- _Texto fornecido_
2 – Análise da poluição ambiental marinha decorrente de atividades marítimas.
3 – Responsabilidade pelo dano ambiental nos âmbitos civil, penal e administrativo, para análise da possibilidade de responsabilização no âmbito administrativo marítimo, através da atuação do Tribunal Marítimo.
Dessa forma, a seguir, passar-se-á a abordar esses tópicos.
I. O DIREITO AMBIENTAL MARÍTIMO
Preliminarmente, o Direito Marítimo se consubstancia como um ramo do direito autônomo, assentado na internacionalidade e especialidade de suas regras, que se consagrada em torno das relações provenientes da prática de comércio marítimo. Assim, suas normas regem as relações jurídicas relativas à navegação e ao comércio marítimo, em torno do tráfego e tráfico marítimo, ou seja, regulam o comércio e a navegação, em suma todas as relações nascidas da utilização e exploração do mar, tanto na superfície quanto na profundidade.
O Direito Marítimo, por ser de natureza jurídica mista, confronta-se com normas de natureza pública e privada, assim, sofre incidências dos preceitos públicos, e das características regentes do direito privado.
No Direito Marítimo, em decorrência de sua natureza jurídica mista, percebe-se nitidamente o viés público, com destaque a seara ambiental, através da identificação do Direito Ambiental Marítimo[1], que é constituído por normas nacionais e internacionais.
O Direito Ambiental Marítimo abrange as normas relacionadas ao meio ambiente marinho, que visam à prevenção, o controle e à fiscalização das atividades desempenhadas em águas jurisdicionais brasileiras, com vistas à consecução dessas atividades nos limites de capacidade do meio ambiente, prevenindo a ocorrência de danos ambientais decorrentes de poluição marinha.
Dessa forma, o Direito Ambiental Marítimo deve ser percebido como o conjunto de normas e princípios, nacionais e internacionais, inerentes ao transporte aquaviário, com vistas ao desenvolvimento sustentável. Não se trata de uma disciplina autônoma, como o Direito Ambiental e o Direito Marítimo, mas sim da intersecção dessas disciplinas no que tange ao meio ambiente marinho.

- _Bloco de dados_
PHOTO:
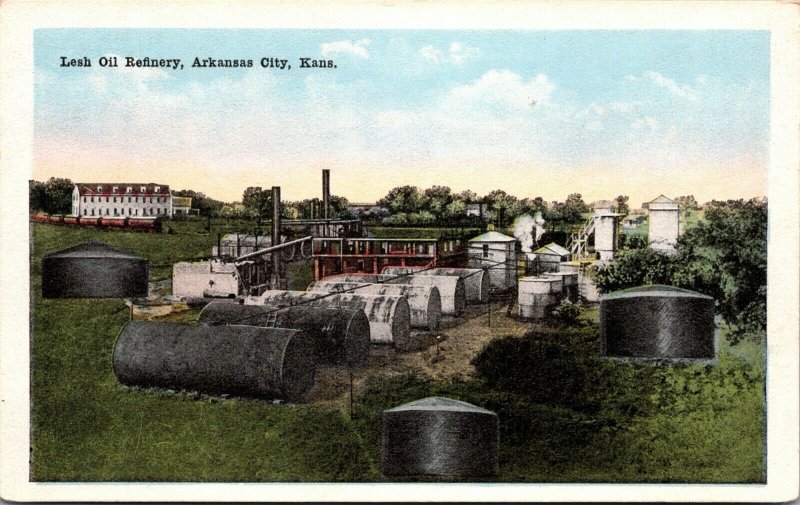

- _Tarefa proposta_
Responda com base no texto sobre Direito Ambiental Marítimo:
(a) Em que se assenta o Direito Marítimo como ramo autônomo do direito?
(b) Por quais normas é constituído o Direito Ambiental Marítimo?
(c) Se não é uma disciplina autônoma, o que é o Direito Ambiental Marítimo?
Baseie-se exclusivamente no texto fornecido.

- _Resolução da tarefa_
(a) Na internacionalidade e na especialidade de suas regras.
(b) Por normas nacionais e internacionais.
(c) É a intersecção do Direito Ambiental e do Direito Marítimo no que tange ao meio ambiente marinho.